Render the material as a Markdown table with the columns No. and Line, with one numbered row per line and blank lines omitted. Begin at the line that has "Where can you see the white tissue?" and stop after the last line of the material.

[Rows from a pointing dataset]
------------

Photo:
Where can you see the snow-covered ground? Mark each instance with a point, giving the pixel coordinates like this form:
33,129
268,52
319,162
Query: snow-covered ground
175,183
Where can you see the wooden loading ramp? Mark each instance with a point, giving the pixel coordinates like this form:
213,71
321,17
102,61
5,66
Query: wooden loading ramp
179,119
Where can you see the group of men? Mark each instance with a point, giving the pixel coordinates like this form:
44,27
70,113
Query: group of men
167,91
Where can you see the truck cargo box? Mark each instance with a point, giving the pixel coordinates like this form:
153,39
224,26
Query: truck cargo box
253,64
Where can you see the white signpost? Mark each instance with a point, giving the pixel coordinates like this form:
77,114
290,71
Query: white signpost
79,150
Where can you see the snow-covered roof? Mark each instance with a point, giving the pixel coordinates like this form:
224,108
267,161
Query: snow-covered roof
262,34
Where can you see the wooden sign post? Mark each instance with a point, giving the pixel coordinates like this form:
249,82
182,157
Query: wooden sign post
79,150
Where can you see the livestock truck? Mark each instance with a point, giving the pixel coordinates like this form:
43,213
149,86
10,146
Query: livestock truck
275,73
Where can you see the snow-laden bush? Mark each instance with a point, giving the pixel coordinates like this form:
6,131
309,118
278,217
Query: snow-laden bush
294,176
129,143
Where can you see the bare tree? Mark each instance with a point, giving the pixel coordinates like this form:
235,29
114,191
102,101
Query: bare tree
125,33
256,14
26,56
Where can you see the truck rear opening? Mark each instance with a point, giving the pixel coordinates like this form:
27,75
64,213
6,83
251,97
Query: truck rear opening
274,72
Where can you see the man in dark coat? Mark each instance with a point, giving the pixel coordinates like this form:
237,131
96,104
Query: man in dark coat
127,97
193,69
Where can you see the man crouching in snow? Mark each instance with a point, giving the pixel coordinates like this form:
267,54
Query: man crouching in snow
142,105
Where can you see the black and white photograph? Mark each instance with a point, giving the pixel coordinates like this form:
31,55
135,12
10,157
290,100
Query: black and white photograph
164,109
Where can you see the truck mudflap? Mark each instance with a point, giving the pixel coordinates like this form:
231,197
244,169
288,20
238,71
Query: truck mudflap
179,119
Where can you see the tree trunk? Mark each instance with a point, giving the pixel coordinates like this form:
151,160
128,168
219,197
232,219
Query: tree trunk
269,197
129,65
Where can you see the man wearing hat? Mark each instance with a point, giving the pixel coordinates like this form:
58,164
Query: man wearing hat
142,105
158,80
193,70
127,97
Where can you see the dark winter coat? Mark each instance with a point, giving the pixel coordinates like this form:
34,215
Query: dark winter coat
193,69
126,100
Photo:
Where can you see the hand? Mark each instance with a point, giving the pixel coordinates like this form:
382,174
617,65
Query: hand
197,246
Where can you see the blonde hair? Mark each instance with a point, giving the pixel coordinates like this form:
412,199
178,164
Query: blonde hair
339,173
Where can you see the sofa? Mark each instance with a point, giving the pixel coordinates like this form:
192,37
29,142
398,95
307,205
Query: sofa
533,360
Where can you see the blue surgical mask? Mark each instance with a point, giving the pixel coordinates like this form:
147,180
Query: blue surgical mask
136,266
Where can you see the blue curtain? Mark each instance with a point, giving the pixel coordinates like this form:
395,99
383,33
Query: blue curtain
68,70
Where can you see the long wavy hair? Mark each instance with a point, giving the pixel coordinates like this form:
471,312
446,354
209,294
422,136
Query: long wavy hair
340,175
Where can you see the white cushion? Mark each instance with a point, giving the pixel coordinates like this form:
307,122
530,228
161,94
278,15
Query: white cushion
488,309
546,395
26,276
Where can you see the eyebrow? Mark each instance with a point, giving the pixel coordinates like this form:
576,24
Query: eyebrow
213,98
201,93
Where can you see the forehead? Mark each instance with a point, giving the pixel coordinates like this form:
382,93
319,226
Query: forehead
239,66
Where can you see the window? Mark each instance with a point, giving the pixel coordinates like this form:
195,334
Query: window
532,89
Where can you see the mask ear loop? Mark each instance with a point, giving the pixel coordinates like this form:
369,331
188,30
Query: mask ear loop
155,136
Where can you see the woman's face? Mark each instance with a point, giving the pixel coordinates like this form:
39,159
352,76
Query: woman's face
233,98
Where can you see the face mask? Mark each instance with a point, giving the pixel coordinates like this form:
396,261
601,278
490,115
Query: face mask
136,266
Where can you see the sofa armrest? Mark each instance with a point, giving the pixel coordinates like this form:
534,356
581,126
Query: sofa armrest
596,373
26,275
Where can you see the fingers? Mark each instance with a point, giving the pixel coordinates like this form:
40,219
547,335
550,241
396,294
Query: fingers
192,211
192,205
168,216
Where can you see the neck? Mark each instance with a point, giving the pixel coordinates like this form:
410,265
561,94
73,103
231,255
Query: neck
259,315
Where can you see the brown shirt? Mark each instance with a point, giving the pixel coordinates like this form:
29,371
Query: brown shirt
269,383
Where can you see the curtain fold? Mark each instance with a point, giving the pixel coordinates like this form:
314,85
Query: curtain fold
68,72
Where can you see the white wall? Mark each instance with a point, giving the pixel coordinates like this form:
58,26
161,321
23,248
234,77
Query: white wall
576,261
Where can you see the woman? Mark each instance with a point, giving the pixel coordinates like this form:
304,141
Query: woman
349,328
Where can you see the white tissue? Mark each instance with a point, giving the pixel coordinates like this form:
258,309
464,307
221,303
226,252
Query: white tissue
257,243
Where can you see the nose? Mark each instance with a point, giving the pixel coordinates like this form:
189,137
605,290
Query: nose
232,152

------------

**CORRECT ANSWER**
| No. | Line |
|---|---|
| 1 | Where can you see the white tissue? Mark each instance with a point, giving the pixel coordinates like this form: |
| 2 | 258,309 |
| 3 | 464,307 |
| 4 | 221,303 |
| 5 | 226,252 |
| 6 | Query: white tissue |
| 7 | 257,243 |
| 8 | Where can you see the nose? Mark each instance with a point, giving the pixel coordinates like this form: |
| 9 | 189,137 |
| 10 | 605,290 |
| 11 | Query: nose |
| 12 | 232,152 |